## Job
Rewrite the lines from the first one up to and including the line with "[[225,320],[230,462],[264,477],[450,448],[460,461],[460,321]]", changing "wooden chest of drawers" to "oak dresser" and leaving everything else unchanged.

## Given entries
========
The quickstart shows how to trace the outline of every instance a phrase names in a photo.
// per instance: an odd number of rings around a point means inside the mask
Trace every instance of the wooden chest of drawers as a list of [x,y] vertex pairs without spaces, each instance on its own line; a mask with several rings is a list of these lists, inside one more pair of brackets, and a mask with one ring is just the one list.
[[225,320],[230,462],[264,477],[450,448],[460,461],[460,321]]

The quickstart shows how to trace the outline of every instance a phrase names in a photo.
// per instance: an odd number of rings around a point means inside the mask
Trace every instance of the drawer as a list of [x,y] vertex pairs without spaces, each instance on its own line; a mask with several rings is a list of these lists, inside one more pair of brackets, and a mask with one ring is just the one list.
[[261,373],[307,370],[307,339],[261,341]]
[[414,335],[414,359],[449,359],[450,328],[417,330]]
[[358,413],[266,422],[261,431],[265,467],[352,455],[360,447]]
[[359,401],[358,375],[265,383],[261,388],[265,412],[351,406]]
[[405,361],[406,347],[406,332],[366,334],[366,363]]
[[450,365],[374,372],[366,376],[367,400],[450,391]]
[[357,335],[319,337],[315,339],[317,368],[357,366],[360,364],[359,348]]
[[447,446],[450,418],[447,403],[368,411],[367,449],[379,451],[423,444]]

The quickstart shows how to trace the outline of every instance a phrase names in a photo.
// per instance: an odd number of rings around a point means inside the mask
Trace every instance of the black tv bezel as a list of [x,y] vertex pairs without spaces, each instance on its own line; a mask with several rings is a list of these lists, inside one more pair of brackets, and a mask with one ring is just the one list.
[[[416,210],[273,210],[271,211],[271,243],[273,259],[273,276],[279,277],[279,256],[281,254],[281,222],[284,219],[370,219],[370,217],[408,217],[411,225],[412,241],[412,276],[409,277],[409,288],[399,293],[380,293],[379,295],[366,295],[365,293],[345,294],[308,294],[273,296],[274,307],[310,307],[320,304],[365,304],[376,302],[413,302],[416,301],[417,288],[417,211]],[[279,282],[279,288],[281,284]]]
========
## Correct output
The quickstart shows how to trace the outline of every instance a phrase names in a photo.
// per instance: an odd number of rings around a point means inside the mask
Trace every instance of the oak dresser as a list of [x,y] vertex pairs without spaces, each instance on its own line; a mask with several rings is a list of these lists, inside one more pair of brackets, and a mask with one ring is just the one list.
[[225,320],[230,462],[264,477],[450,448],[460,461],[460,321]]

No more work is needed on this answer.